Collected data

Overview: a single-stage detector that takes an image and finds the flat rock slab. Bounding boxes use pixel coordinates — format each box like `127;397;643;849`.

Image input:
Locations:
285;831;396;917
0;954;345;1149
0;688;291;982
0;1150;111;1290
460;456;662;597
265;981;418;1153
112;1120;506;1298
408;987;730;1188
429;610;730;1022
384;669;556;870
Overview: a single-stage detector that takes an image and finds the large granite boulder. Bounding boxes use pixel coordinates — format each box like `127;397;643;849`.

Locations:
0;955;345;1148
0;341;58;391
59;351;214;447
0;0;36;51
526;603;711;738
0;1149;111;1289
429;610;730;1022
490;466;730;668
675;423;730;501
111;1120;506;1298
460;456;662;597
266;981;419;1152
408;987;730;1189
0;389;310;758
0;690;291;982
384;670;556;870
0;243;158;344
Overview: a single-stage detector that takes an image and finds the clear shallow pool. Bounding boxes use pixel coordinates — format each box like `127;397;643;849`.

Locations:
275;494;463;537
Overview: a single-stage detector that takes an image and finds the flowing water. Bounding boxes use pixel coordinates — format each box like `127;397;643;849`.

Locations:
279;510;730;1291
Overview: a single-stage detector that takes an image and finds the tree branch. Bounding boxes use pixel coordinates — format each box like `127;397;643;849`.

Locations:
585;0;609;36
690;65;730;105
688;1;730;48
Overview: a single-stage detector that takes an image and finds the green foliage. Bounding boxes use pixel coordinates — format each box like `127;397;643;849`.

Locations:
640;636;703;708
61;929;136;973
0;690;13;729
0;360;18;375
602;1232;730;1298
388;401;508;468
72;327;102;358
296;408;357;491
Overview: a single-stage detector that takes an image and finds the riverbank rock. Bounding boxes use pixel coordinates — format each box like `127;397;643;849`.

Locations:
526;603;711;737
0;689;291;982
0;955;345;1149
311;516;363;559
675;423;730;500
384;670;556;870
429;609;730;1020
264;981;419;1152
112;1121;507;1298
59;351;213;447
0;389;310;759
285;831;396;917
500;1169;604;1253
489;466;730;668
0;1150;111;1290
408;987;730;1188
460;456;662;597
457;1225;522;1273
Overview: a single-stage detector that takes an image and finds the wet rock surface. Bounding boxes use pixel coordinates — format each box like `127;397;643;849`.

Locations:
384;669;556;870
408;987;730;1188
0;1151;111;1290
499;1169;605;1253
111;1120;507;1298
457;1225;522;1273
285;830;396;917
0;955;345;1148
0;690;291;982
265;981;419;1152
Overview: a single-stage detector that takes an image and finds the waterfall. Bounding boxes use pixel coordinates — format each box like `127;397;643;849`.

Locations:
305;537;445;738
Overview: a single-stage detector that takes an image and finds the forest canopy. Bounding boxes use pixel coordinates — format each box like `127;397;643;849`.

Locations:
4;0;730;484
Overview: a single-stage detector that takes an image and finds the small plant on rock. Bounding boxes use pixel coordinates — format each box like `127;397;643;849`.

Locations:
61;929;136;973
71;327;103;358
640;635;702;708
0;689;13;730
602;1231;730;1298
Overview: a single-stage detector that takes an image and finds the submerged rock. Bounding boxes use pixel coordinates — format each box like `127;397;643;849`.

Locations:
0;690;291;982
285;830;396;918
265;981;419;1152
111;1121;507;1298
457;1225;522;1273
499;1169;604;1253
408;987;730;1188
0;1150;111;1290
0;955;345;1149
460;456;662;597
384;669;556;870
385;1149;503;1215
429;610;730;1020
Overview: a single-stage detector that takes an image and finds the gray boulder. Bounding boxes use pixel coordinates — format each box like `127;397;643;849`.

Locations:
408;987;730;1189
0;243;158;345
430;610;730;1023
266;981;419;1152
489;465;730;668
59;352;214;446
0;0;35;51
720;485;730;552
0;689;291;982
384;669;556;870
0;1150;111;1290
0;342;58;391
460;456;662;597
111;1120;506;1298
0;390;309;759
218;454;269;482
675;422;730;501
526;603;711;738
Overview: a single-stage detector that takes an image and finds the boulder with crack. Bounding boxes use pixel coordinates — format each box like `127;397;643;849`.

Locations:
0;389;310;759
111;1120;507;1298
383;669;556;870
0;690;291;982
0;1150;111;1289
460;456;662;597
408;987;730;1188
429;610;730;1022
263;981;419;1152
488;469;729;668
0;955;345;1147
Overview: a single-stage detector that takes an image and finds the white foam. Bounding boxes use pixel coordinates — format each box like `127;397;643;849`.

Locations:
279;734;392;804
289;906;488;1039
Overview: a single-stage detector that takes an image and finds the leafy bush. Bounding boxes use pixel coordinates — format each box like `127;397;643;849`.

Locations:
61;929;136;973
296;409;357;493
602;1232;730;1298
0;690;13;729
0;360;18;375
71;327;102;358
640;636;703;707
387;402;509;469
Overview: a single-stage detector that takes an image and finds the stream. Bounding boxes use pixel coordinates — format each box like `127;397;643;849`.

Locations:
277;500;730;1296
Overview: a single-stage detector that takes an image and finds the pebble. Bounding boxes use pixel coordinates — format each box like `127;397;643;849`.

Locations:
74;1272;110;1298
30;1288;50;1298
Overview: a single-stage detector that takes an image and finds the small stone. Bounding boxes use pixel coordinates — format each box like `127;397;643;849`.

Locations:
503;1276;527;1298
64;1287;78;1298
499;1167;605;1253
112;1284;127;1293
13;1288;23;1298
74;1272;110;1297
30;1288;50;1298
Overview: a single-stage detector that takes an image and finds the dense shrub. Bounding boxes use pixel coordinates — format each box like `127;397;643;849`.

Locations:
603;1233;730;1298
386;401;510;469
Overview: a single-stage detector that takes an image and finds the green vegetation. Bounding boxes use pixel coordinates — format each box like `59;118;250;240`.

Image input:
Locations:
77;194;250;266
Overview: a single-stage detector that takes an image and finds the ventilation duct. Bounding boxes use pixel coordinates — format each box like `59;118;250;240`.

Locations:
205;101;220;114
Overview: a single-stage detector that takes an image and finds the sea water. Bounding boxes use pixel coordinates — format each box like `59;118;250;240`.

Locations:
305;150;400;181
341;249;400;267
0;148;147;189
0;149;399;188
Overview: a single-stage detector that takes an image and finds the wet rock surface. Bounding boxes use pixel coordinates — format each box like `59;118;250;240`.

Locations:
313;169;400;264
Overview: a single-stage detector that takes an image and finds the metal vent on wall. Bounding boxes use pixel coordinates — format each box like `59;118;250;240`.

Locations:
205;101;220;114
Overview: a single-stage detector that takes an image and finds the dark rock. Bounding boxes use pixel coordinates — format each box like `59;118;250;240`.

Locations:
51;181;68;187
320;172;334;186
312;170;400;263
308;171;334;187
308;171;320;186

• **Exercise description**
On how many lines of the records above does the word "boulder" appear? Answer with only that number.

• **Solution to this task**
3